### [PROVIDED PASSAGE]
So FlashBlade//E is also used for the heavy workloads we cited above for FlashBlade//S, but for data that is used less frequently. According to Subramanian, this is in about eighty percent of cases. So the addition of FlashBlade//E earlier this year is a huge leap forward for Pure in this market. After all, this is all potentially new business. Previously, organizations used HDDs or SSDs for this. He expects a lot of growth in this.

Even more simplification and convergence

The portfolio in itself is pretty straightforward, but behind the scenes Pure has been working to fuse it all together a bit more, we hear during a technical deep dive. Pure often refers to the new version of the FlashArray//X and FlashArray//C, the R4 versions, which Pure announced during Accelerate, as XC R4. This is not out of laziness; Pure has good reasons for that. In fact, behind the scenes there is increasing convergence. These are arrays with the same NICs, the same CPUs and the same controllers. The controller is deployed differently, of course, but is basically the same. The main difference is that FlashArray//C R4 uses QLC flash, while FlashArray//X R4 uses TLC flash.

Such behind-the-scenes simplification not only means that developing products this way can be faster. It also makes things more manageable in terms of spare parts. This, in turn, should eventually be noticeable to customers. Pure can make these parts in larger quantities. This should also mean that the prices of them go down.

Despite simplification behind the scenes, the new FlashArray//C R4 and FlashArray//X R4 offer a huge leap forward in terms of performance. Where the performance improvement from one generation to the next used to be about 20 percent, it’s about 40 percent with the R4 version, we hear from Shawn Hansen, VP and GM for FlashArray at Pure. During the technical deep dive, one of Pure’s spokespeople states that the performance jump for FlashArray//C is as much as 65 percent. Those are undoubtedly very solid performance gains.

Exactly what these performance gains are attributable to is a bit difficult to determine. How much is due to new hardware (like Intel’s Sapphire Rapids Xeon Scalable CPUs) and how much is due to what Pure adds? We can’t get a very clear answer to that. However, we can report that PCIe 5 is not available on the FlashArray for now, even though Sapphire Rapids does support it. A major reason for staying on PCIe 4 has to do with power consumption. In addition, Pure sees that there is also currently no demand for the bandwidth that PCIe 5 has to offer.

Simplicity comes first

In terms of the portfolio, Pure overwhelmingly likes clarity and simplicity. The only deviation from that might be that there are now two different models with the //E suffix. Since FlashBlade and FlashArray have fundamentally different use cases, the confusion this may cause won’t be too bad in practice. Other than that, it is simplicity that rules the roost in Pure’s offerings.

This simplicity is very difficult to achieve, we hear in conversation with Pure CTO Rob Lee. Traditionally, it has also not been common to focus on simplicity. Every time a new feature is added, there is an expectation that users can configure it, he points out. But offering many options creates complexity, and that is not the intention. A good example of how seriously Pure takes this simplicity is the fact that there is no power button on their equipment. Since Pure guarantees zero-downtime, even when upgrading arrays and blades to the latest generation according to its Evergreen principles, there is no need for such a button at all.

Lee does still see a challenge at this point within many organizations. They regularly get the feedback from potential customers that they want to do and see more. However, this is mostly about fear, Lee believes. The idea that you know more if you have more data is pretty ingrained in people’s minds.

### [MATERIAL PROVIDED]
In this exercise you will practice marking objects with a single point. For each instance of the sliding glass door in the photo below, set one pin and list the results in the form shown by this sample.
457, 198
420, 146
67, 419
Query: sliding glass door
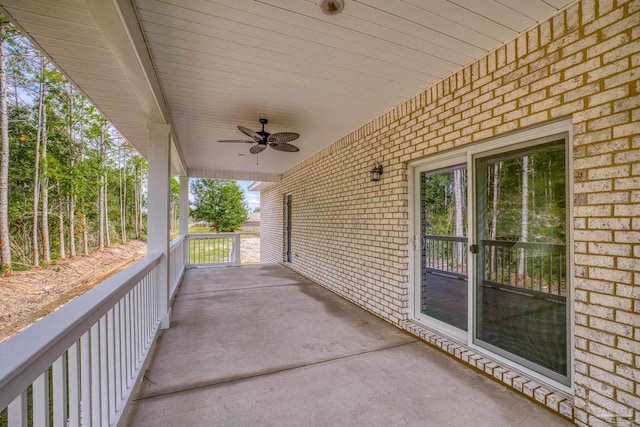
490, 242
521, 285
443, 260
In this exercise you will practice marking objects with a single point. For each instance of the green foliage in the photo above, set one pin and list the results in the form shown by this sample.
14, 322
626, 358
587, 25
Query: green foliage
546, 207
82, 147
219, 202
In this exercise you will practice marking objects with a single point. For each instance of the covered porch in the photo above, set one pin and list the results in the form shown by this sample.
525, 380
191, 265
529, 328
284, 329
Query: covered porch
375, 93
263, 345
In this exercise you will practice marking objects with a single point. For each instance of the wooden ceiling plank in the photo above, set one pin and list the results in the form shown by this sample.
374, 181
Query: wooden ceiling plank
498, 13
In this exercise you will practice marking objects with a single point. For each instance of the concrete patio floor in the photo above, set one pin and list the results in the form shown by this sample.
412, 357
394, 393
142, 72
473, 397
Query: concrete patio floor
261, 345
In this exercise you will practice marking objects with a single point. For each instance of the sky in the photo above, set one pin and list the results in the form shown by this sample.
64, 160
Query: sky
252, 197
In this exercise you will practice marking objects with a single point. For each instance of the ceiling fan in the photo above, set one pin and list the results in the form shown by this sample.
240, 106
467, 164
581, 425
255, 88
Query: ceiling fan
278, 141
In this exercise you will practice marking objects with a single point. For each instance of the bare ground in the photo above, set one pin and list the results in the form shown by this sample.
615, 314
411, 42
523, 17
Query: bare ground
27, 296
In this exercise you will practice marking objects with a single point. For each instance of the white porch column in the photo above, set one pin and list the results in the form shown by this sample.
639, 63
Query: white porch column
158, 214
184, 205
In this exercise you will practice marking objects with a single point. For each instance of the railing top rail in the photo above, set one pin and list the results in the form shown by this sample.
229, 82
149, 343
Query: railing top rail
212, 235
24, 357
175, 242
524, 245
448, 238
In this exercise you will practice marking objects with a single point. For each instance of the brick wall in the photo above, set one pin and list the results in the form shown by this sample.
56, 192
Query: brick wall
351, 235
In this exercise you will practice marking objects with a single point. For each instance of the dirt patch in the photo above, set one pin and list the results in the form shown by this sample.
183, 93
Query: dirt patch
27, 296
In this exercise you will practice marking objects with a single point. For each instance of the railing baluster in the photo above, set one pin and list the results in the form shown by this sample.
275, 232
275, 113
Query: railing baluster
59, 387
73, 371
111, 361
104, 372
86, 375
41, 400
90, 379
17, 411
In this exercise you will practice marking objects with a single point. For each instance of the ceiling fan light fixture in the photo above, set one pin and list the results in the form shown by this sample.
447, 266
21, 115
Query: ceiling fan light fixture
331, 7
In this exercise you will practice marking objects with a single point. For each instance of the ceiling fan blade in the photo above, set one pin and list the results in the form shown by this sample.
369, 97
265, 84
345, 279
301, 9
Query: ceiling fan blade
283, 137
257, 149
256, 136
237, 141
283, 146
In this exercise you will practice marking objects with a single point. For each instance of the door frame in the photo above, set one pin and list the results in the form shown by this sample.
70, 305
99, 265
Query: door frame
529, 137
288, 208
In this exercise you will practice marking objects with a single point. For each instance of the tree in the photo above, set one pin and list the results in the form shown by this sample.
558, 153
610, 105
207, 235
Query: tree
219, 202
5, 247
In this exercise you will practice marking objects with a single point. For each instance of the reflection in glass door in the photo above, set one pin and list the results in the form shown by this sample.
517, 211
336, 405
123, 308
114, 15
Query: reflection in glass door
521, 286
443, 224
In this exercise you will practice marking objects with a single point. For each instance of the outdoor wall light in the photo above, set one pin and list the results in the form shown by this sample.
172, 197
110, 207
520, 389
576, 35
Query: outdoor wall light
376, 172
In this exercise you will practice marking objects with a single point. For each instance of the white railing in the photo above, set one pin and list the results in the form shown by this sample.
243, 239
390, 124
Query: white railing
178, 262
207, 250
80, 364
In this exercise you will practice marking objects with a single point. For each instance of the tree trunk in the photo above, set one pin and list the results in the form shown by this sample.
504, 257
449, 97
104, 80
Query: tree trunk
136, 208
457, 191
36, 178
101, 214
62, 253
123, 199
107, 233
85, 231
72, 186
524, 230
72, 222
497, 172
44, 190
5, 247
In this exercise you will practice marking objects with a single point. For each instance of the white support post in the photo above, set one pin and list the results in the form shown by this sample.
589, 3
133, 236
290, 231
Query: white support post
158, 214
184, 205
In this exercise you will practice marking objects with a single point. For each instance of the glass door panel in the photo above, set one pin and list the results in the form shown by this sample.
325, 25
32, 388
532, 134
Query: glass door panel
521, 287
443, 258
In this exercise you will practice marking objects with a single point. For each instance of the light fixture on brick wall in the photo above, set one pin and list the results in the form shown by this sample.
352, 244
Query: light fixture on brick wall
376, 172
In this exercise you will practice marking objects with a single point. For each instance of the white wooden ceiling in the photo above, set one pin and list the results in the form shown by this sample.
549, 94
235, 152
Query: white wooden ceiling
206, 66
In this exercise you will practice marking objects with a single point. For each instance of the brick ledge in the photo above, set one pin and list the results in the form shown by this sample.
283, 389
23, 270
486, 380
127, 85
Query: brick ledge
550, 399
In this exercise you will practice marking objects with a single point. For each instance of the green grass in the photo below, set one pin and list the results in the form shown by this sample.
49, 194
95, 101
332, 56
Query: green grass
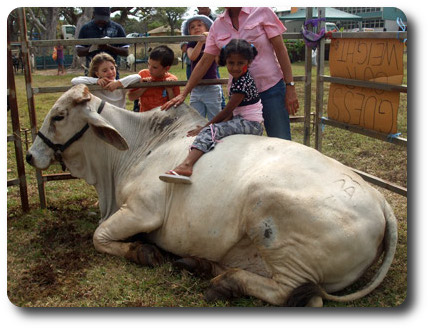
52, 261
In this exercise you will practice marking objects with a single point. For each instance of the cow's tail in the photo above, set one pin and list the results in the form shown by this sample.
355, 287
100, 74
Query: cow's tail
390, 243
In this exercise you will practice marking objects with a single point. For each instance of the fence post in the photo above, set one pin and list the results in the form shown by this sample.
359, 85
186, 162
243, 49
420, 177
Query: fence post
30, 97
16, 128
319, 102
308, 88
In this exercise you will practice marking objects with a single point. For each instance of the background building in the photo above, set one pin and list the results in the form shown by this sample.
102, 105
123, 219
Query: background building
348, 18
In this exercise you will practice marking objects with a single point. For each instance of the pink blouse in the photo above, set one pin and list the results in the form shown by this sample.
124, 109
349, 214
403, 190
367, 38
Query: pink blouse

### [WRITTEN INSTRUCTION]
In the Pure Storage passage, what kind of flash does FlashArray//X R4 use?

### [RESPONSE TO THE EXERCISE]
TLC flash.